- _Your task_
Print, word for word, the part of the text on head and neck cancer that opens with the words containing "Conclusions: Similarly to" and closes with "a malignant state.".

- _Reading text_
──────────────────────────────
Conclusions: Similarly to the genetic progression model of HNSC, this transcriptional model shows that the majority of alterations occurs before the development of malignancy and identifies key targets of transcriptional dysregulation during progression from a normal to a premalignant state and from a premalignant to a malignant state.
The progression of HNSC3 has been described from a genetic perspective, with a distinct pattern and timing of genetic alterations along a continuum of malignant transformation. These data suggest that premalignant head and neck lesions possess many of the alterations found in cancer before the development of a malignant phenotype and that most genetic alterations occur before the phenotypic expression of malignancy (1). Alterations in gene expression during tumor progression are also of significant interest, but the broad picture of altered gene expression and timing of these alterations during head and neck tumorigenesis has not yet been characterized.
The advent of gene expression profiling allows for rapid, genome-wide analysis in a standardized fashion. Many methods of normalization of gene expression, analysis of differences in gene expression among diverse groups that represent different biological states, and attempts to group different phenotypic entities based on similarities have been used to interpret the large amounts of data yielded from expression array data. In this study, we have used the SAM method as one of the effective ways of identifying particular gene products involved in differentiating transcriptional profiles between two groups (2). To examine the similarities in expression profiles between groups defined by a normal, premalignant, and malignant phenotype, we have used hierarchical clustering analysis, as well as PCA, two commonly used techniques (3).
The purpose of this study is to describe a transcriptional progression model for premalignant and M of the head and neck using array-based gene expression profiling. The characterization of the timing and nature of these events in the early and late stages of HNSC development yields insights into head and neck tumorigenesis, identifies novel gene expression and regulatory pathway alterations, and characterizes global transcriptional progression patterns for premalignant and malignant phenotypes. In turn, these insights may identify novel therapeutic targets that may lead to useful insights into diagnosis, surveillance, and treatment of HNSC.
──────────────────────────────
Source data:
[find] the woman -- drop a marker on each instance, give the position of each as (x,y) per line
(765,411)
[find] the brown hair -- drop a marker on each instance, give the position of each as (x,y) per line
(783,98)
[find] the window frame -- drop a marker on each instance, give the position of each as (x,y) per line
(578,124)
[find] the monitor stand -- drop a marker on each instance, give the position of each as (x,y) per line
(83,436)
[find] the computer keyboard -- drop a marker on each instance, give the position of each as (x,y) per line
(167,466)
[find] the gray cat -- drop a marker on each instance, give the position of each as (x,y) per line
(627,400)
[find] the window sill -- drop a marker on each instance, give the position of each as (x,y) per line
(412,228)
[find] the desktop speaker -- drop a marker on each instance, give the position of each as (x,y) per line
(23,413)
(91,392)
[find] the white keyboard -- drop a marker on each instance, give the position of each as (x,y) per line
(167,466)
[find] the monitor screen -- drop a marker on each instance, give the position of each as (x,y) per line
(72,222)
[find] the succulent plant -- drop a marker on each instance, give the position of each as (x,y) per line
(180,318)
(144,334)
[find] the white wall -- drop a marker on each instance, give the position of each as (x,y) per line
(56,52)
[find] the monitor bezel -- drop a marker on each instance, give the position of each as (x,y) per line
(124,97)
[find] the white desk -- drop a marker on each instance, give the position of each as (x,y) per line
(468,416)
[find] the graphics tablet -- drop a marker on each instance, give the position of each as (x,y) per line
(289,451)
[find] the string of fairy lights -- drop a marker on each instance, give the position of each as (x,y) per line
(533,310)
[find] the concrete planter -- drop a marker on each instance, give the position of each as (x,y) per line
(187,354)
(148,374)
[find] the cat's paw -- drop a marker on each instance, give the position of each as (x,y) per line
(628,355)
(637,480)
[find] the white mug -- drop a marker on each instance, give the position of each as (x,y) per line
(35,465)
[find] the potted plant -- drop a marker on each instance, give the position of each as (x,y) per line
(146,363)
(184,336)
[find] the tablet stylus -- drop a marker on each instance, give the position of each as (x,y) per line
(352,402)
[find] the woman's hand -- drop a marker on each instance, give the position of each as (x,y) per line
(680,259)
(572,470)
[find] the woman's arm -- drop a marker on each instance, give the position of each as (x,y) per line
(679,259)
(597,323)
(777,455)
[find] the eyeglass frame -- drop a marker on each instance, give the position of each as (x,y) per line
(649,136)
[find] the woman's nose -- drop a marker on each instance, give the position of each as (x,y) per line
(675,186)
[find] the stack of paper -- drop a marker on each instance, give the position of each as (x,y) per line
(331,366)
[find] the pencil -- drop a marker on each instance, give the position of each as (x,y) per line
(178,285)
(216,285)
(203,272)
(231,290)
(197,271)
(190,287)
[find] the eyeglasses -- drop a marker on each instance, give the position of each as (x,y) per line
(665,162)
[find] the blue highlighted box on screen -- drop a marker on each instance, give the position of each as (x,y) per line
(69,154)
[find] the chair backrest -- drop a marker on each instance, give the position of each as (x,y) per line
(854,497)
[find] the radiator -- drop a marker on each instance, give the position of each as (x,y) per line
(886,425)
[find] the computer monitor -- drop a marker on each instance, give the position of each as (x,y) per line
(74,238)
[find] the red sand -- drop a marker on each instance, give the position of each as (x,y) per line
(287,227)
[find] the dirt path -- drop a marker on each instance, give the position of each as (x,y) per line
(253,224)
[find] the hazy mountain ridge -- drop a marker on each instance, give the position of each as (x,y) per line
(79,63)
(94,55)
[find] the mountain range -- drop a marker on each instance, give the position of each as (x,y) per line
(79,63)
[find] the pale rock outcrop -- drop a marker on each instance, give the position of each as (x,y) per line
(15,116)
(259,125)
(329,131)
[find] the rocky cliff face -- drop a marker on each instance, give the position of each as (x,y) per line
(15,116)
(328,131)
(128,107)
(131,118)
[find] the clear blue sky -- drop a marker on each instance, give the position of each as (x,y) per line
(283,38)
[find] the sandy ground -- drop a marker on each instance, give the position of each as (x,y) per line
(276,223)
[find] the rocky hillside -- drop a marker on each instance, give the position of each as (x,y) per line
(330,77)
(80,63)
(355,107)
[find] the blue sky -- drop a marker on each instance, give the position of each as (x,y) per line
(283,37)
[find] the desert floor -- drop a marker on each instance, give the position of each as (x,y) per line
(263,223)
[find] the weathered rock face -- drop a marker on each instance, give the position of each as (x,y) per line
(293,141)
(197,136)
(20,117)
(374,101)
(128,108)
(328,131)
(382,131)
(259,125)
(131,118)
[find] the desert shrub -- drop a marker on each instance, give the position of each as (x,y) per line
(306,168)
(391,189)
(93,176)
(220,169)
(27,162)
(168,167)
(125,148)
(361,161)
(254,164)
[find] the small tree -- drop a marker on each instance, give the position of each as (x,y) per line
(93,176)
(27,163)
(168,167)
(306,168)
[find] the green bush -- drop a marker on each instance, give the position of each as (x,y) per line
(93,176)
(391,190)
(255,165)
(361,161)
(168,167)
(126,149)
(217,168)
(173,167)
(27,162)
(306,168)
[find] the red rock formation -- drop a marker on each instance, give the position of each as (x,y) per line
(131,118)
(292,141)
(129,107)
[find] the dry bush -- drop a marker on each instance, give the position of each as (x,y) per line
──────────────────────────────
- _Response to this exercise_
Conclusions: Similarly to the genetic progression model of HNSC, this transcriptional model shows that the majority of alterations occurs before the development of malignancy and identifies key targets of transcriptional dysregulation during progression from a normal to a premalignant state and from a premalignant to a malignant state.